Exercise:
Collect every line in the records below that contains the word "green". Case counts.
-- begin --
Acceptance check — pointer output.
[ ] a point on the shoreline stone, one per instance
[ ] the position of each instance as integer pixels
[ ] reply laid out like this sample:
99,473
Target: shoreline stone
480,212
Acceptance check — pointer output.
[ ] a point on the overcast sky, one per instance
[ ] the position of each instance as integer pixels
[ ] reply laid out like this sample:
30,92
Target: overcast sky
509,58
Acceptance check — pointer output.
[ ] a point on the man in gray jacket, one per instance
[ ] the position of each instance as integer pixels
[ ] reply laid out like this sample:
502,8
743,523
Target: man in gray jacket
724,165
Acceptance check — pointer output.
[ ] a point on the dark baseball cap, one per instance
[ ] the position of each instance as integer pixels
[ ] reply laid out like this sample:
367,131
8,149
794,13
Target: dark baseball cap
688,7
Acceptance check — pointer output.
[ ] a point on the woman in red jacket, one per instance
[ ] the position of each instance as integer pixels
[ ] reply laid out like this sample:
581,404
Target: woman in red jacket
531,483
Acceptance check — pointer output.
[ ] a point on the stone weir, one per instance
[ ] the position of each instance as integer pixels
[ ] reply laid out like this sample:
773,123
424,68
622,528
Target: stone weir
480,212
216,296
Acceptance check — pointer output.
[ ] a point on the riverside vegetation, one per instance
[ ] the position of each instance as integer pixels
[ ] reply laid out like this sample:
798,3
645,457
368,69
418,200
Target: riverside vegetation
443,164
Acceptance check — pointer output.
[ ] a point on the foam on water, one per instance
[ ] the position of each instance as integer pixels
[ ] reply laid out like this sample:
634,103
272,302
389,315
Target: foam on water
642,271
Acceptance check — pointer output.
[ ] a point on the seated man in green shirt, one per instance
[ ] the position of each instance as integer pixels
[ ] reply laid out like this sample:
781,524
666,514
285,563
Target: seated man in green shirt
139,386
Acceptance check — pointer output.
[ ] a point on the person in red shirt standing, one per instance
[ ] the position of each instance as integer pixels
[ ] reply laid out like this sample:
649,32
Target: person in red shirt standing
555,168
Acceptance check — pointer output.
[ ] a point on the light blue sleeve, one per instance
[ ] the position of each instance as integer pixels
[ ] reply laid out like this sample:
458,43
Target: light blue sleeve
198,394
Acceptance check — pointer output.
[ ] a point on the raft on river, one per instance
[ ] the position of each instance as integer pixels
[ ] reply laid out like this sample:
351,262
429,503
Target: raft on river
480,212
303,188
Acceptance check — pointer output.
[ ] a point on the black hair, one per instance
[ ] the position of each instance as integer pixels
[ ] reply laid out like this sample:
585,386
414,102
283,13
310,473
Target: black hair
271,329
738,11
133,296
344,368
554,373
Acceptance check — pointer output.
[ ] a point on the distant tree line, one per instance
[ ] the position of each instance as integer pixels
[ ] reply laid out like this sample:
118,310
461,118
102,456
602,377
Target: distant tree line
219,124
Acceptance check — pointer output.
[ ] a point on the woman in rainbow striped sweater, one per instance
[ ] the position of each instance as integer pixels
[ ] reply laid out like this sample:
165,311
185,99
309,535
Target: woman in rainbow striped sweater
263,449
-- end --
Response below:
[ ] a point on the seated man in green shirt, one per instance
Target: seated man in green shirt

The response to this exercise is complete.